### What the task asks:
Please find every line in the entries below that contains the string "foliage", and copy it.

(Stored data entries)
────────────────────────────────────────

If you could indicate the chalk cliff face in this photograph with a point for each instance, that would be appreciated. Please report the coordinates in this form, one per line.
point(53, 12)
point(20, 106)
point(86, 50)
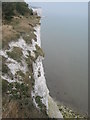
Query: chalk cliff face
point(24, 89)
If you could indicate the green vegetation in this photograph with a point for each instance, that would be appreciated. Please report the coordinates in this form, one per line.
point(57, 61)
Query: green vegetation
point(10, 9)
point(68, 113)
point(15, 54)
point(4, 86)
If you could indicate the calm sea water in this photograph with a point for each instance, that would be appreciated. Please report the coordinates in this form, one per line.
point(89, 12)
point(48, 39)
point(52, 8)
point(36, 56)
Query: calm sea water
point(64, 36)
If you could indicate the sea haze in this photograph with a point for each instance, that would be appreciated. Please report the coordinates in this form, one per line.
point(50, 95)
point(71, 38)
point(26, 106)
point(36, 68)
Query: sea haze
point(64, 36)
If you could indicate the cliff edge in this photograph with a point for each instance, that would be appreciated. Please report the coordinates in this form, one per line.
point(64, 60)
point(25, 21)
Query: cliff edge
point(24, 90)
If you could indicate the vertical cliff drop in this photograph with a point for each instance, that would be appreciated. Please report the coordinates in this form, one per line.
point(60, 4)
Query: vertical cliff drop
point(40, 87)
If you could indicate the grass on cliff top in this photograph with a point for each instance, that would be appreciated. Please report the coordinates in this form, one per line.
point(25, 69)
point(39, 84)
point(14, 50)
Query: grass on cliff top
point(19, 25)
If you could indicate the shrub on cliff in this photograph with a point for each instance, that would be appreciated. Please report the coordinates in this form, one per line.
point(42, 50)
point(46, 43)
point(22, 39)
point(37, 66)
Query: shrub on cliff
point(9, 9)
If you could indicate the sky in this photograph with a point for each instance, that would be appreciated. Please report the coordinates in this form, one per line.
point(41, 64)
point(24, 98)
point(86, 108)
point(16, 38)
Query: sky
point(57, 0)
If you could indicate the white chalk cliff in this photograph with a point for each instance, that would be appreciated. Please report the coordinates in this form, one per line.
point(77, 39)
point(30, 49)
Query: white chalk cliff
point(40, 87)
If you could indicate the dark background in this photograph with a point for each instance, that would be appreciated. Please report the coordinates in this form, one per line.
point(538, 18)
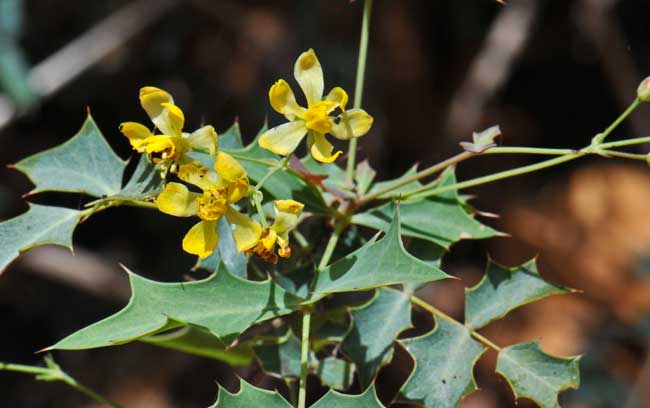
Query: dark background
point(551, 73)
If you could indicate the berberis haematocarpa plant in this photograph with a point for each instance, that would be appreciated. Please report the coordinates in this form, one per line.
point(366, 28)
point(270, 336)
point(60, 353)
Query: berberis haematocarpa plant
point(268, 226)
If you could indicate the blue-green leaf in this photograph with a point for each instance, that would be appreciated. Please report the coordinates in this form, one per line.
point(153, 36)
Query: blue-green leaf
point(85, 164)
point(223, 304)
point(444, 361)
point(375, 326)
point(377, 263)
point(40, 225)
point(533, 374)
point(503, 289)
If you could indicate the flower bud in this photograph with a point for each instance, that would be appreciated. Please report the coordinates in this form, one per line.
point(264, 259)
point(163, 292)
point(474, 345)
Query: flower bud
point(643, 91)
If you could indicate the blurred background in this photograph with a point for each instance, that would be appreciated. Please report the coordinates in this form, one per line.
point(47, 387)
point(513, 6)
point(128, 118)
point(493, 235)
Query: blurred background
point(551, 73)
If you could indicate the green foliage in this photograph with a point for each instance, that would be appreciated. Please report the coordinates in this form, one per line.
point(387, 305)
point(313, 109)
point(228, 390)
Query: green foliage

────────────────────────────────────────

### Task response:
If you could indicate the green foliage in this photograph with a point for each instance, that would be appreciated. Please report the coordinates in this form, one per line.
Query: green foliage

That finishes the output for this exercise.